— What you have to do —
Every line of the following records that includes "instance" should be copied.

[Stored records]
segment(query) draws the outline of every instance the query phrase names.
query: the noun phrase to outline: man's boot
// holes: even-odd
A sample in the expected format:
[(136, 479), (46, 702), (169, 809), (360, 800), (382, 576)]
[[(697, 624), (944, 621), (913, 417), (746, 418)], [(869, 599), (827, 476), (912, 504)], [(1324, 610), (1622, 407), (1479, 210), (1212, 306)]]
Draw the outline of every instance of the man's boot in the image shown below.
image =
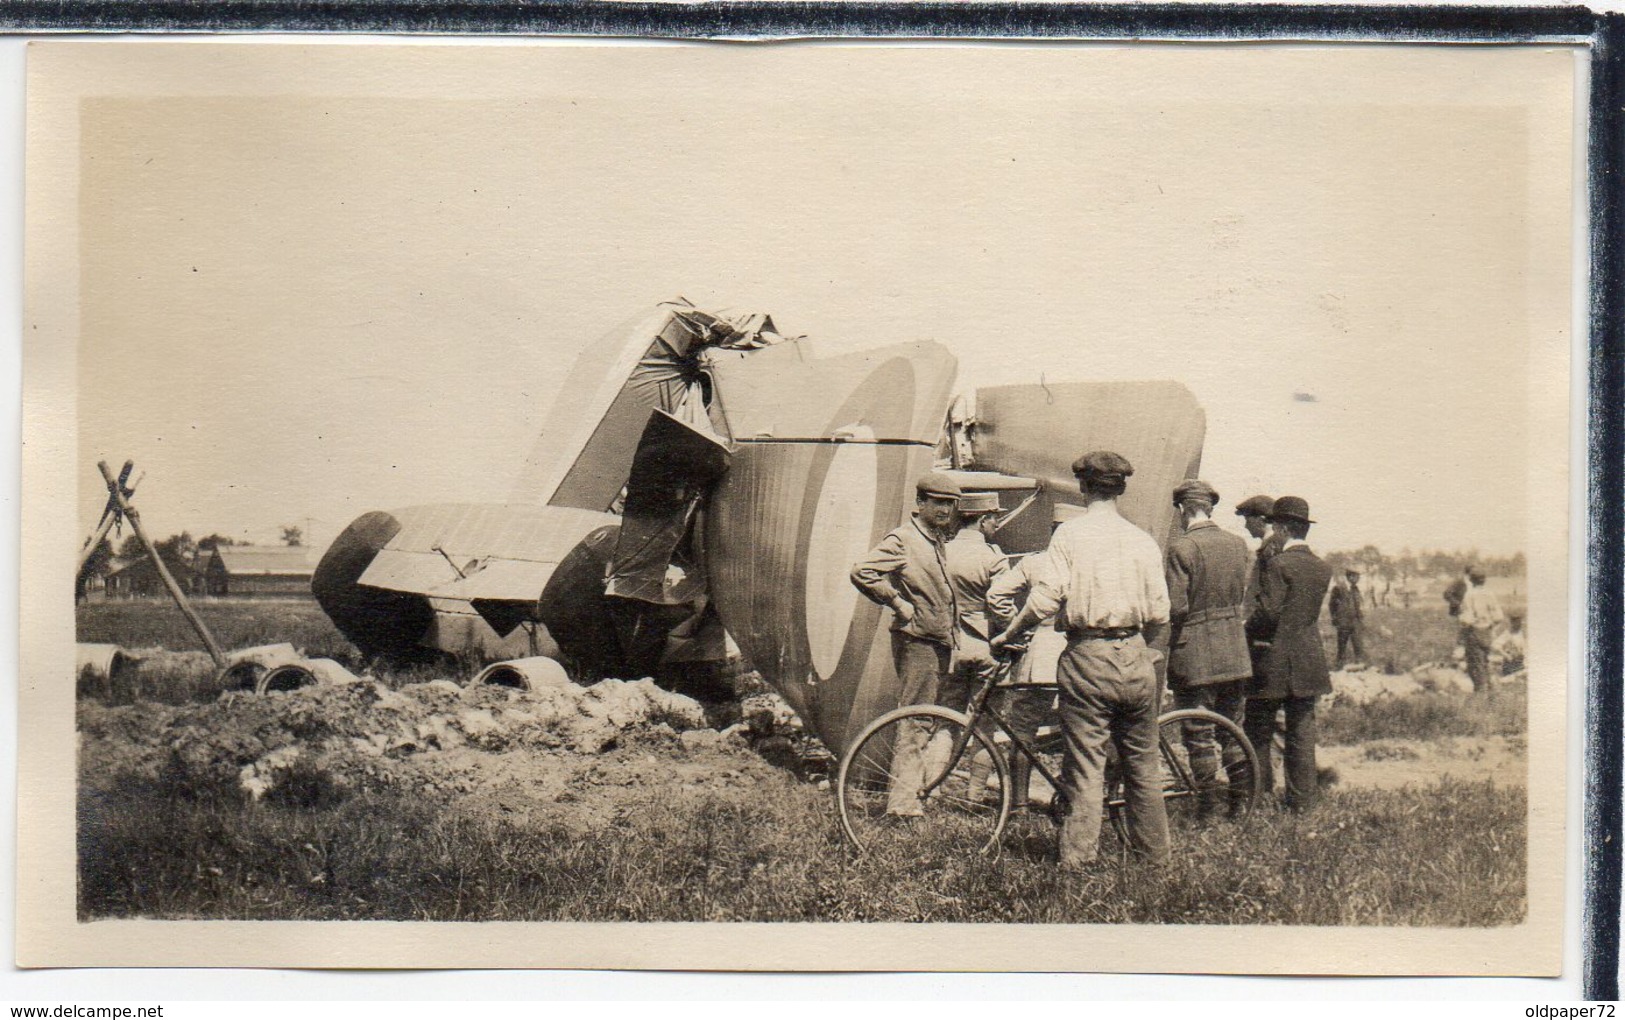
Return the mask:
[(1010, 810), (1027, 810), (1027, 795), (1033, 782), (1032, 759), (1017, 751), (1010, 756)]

— Solution to this problem —
segment(query) draws the outline of every instance the query phrase names.
Draw the outline of every instance of the man's boot in the image shown below.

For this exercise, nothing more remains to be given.